▶ _What is required_
Can you express the material below as a two-column CSV with the headers instruction and answer? Put each text and its reply in one quoted field with line breaks turned into spaces, and leave out the pictures.

▶ _Data records_
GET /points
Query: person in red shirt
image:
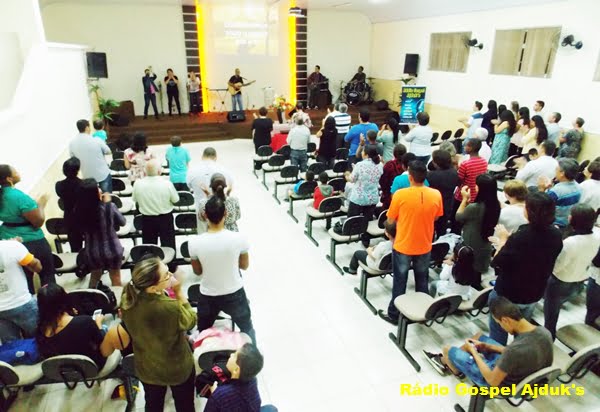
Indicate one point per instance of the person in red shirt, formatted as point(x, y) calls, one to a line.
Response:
point(468, 171)
point(391, 169)
point(323, 190)
point(414, 209)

▶ _The solution_
instruction,answer
"GET /points Query: person in red shirt image: Indicate one point per instance of the person in red shirt, formatted as point(x, y) calls, one to a line. Response:","point(468, 171) point(391, 169) point(323, 190) point(414, 209)"